▸ **Dataset items**

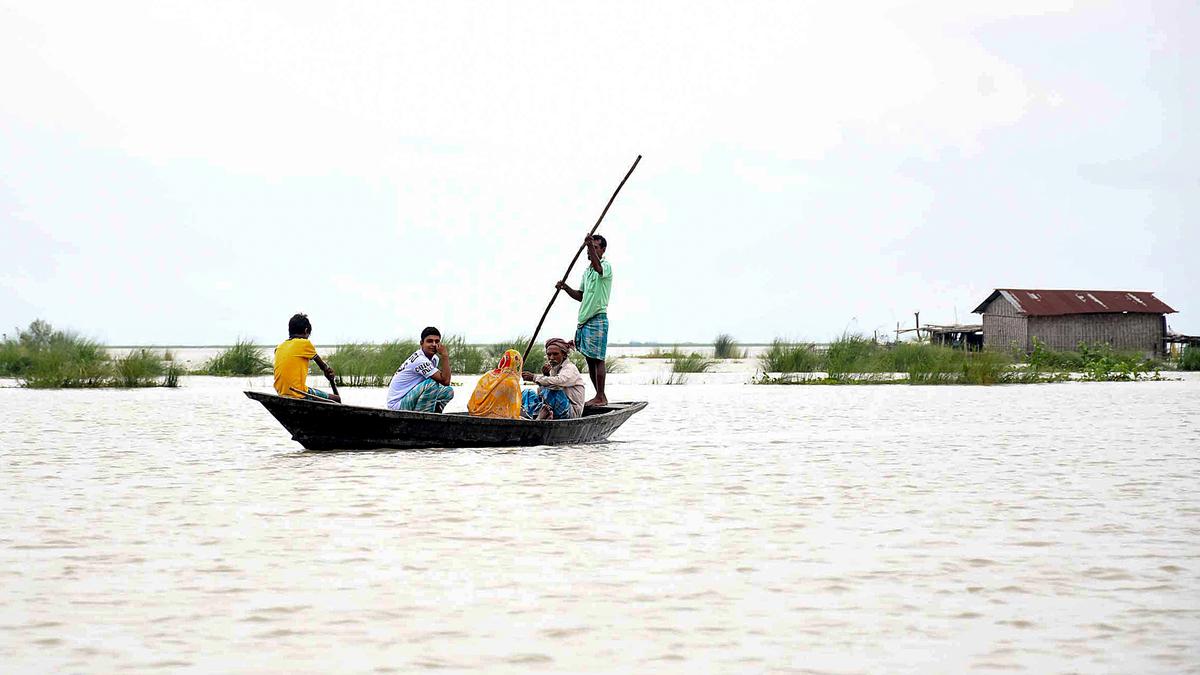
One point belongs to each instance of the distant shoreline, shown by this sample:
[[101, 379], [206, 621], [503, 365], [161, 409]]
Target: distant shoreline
[[327, 345]]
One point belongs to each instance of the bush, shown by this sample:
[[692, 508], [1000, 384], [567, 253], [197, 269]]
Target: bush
[[139, 368], [1191, 358], [850, 354], [363, 364], [533, 364], [725, 347], [45, 358], [467, 359], [787, 357], [243, 358], [13, 359], [691, 363]]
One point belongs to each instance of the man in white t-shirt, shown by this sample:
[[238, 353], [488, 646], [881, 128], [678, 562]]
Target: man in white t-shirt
[[423, 382]]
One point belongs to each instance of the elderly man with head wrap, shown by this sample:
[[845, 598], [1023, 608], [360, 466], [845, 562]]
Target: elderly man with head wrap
[[559, 393]]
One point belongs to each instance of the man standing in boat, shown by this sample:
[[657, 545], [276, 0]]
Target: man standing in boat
[[592, 334], [423, 382]]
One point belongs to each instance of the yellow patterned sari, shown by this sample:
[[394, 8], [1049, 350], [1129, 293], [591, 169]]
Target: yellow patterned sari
[[498, 393]]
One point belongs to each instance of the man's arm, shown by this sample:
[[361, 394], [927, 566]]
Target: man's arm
[[577, 296], [324, 368], [443, 374], [568, 375]]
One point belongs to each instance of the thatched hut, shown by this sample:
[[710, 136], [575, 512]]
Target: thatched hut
[[1126, 320]]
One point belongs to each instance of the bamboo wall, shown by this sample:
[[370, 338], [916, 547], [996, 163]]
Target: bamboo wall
[[1125, 332], [1003, 328]]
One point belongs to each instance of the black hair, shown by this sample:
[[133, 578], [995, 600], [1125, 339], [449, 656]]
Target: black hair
[[299, 324]]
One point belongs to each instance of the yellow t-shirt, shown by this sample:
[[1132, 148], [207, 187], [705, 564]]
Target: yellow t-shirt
[[292, 366]]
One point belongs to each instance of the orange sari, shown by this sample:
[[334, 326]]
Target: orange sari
[[498, 393]]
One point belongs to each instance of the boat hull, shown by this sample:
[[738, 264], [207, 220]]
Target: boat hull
[[331, 426]]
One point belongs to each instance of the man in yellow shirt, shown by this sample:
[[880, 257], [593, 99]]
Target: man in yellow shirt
[[292, 359]]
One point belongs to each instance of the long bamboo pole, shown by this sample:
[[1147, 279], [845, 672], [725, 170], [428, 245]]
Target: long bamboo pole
[[568, 273]]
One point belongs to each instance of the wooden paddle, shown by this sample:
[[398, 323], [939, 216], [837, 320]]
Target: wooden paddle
[[568, 273], [312, 398]]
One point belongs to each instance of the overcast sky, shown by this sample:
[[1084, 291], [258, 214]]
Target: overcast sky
[[197, 172]]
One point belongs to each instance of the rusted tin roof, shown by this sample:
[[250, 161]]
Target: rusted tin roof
[[1037, 302]]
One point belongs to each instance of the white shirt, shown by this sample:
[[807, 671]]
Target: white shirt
[[415, 369], [568, 378]]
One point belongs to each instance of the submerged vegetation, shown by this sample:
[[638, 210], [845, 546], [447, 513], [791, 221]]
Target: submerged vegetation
[[725, 347], [243, 358], [43, 358], [856, 359], [1191, 358]]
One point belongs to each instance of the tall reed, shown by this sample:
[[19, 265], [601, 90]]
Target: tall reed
[[1191, 358], [789, 357], [244, 358], [726, 347], [364, 364], [43, 358], [533, 364], [139, 368]]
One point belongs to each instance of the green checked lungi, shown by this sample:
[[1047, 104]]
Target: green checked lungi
[[427, 396], [592, 336]]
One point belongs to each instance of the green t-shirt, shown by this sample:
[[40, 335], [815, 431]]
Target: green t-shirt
[[595, 291]]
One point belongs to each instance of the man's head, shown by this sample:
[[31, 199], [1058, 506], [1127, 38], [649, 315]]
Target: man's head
[[430, 340], [557, 350], [299, 326]]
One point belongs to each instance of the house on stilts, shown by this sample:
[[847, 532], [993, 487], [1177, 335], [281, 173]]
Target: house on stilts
[[1062, 320]]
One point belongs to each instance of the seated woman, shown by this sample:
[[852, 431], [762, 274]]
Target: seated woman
[[498, 393], [559, 387]]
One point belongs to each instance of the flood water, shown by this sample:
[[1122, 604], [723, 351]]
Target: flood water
[[726, 529]]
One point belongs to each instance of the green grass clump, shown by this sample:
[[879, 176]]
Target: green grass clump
[[851, 356], [13, 359], [657, 353], [533, 364], [691, 363], [139, 368], [244, 358], [725, 347], [1191, 358], [467, 359], [43, 358], [789, 357], [364, 364]]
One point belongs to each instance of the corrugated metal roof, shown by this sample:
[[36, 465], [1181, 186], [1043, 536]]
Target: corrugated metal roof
[[1038, 302]]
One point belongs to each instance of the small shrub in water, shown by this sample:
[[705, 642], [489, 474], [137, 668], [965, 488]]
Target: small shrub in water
[[243, 358], [850, 354], [725, 347], [139, 368], [363, 364], [787, 357], [1191, 358], [691, 363], [467, 359], [533, 364]]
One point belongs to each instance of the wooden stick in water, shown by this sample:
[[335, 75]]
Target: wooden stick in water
[[568, 273], [311, 398]]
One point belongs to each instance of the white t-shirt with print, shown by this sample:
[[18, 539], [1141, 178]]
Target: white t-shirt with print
[[412, 372]]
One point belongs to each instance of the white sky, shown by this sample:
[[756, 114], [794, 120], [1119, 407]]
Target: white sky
[[196, 172]]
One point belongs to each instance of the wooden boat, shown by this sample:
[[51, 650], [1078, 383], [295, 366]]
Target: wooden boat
[[319, 425]]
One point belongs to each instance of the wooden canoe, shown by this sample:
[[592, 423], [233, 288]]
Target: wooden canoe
[[319, 425]]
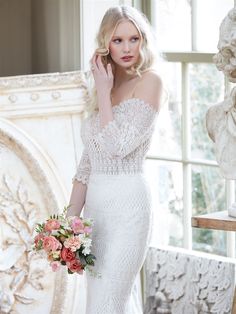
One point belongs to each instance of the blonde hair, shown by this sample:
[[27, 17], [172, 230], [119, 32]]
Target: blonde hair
[[111, 19]]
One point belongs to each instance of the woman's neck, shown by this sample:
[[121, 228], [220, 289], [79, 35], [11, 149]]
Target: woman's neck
[[121, 77]]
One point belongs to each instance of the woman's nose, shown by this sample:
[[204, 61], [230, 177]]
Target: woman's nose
[[126, 47]]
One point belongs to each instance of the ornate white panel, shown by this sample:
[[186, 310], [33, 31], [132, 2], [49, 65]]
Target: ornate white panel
[[39, 149], [184, 282]]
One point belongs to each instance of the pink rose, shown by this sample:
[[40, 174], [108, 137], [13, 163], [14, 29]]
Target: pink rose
[[77, 225], [52, 224], [72, 243], [87, 229], [55, 266], [75, 266], [50, 243], [67, 255], [38, 237]]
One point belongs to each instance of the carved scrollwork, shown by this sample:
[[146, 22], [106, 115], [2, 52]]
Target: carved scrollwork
[[179, 283], [17, 262]]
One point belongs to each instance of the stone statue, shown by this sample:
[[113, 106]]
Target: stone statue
[[221, 118]]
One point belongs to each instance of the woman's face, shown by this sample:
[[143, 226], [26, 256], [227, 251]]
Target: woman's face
[[124, 44]]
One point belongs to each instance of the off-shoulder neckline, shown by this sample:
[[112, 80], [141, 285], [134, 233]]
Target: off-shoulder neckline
[[148, 105]]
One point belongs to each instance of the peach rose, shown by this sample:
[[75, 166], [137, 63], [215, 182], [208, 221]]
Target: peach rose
[[75, 266], [77, 225], [52, 224], [55, 266], [39, 237], [67, 255], [72, 243], [50, 243]]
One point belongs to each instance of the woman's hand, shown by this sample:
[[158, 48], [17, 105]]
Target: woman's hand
[[103, 77]]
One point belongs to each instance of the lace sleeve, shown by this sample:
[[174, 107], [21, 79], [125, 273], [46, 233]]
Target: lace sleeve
[[120, 137], [83, 169]]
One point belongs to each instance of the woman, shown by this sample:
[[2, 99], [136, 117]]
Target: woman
[[109, 182]]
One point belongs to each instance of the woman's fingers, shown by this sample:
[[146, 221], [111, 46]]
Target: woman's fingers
[[109, 70], [100, 64]]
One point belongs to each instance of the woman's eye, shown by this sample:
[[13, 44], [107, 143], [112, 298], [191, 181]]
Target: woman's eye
[[135, 39], [117, 41]]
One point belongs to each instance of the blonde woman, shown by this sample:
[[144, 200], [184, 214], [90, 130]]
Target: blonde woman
[[109, 183]]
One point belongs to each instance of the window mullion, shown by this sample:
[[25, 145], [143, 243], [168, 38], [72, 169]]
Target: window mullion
[[194, 25], [186, 150]]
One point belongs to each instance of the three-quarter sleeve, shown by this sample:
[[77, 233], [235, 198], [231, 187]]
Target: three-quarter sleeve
[[83, 169], [120, 137]]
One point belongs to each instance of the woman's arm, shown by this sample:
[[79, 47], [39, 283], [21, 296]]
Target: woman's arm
[[77, 198], [79, 190]]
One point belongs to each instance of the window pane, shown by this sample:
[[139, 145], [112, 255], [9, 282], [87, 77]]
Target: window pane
[[167, 136], [206, 89], [165, 179], [209, 15], [208, 195], [172, 24]]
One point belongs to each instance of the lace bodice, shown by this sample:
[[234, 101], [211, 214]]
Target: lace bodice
[[120, 146]]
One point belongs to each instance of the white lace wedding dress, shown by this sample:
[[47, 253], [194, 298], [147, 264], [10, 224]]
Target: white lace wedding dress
[[118, 199]]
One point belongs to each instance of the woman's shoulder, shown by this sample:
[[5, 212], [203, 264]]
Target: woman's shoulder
[[151, 77], [150, 88]]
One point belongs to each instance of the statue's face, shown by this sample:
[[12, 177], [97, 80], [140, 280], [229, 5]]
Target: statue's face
[[225, 59]]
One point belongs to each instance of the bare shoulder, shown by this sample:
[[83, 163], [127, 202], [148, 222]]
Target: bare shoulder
[[150, 89]]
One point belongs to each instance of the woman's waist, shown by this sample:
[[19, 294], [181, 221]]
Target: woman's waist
[[116, 166]]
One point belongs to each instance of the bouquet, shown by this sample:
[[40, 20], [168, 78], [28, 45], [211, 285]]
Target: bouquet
[[66, 241]]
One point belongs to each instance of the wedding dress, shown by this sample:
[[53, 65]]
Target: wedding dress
[[118, 199]]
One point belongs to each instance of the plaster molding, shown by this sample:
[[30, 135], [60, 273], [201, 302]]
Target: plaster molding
[[183, 282]]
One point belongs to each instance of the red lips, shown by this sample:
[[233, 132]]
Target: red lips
[[127, 58]]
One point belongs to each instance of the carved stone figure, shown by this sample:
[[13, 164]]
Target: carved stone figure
[[221, 118], [225, 59], [221, 126]]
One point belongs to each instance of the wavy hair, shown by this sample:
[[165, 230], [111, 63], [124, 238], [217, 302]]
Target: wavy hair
[[147, 51]]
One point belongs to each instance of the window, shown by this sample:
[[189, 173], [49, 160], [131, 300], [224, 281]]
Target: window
[[181, 166]]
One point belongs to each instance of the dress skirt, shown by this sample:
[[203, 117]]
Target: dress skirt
[[120, 205]]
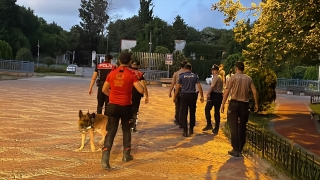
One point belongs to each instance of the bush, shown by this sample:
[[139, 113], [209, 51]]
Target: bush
[[24, 54], [5, 51], [203, 67], [44, 69], [161, 49], [178, 57], [311, 73], [265, 81], [49, 61], [298, 72]]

▸ **Task instructions**
Copy out everything from the line containing "One point belongs to each instance of the man in white" down to the line containing "[[299, 324]]", requests included, and shift each answer coordinate by adding 101 to it. Leave the sample coordinates in the requests unchanged.

▸ **Answer for this exercise**
One point belongs to each instance of the man in white t-shirt, shown by this sample:
[[238, 353], [488, 646], [881, 128], [678, 562]]
Target: man in white t-shirt
[[524, 483]]
One point belongs to each instance of the elderly man with head wrap, shown by this sample:
[[845, 598], [1023, 608], [360, 466], [845, 562]]
Target: elderly man with head wrap
[[660, 494]]
One point belongs to each instance of the man standing in boat, shown by this sample:
[[657, 545], [276, 0]]
Target: man standing in boat
[[693, 435], [524, 483]]
One point belongs to each instance of the yellow patterned sari, shown by this sample:
[[394, 8], [1049, 350], [1129, 293], [591, 169]]
Target: yellow patterned sari
[[599, 494]]
One point belongs to each instance of the man's arm, shown by this sample:
[[361, 394], [927, 566]]
Target: man's arm
[[678, 397], [425, 469], [544, 475], [669, 476]]
One point belongs to each instance of the thatched hut, shown by this sample:
[[710, 136], [575, 512]]
Target: thatched hut
[[1227, 421]]
One point belongs to each instance of the bamboo wall, shown by this sample:
[[370, 338], [916, 547], [996, 163]]
Target: bamboo wall
[[1226, 433], [1104, 429]]
One point belongs to each instance of the black hair, shown by this sample:
[[133, 578], [995, 600], [1125, 339], [449, 656]]
Target: black hair
[[400, 425]]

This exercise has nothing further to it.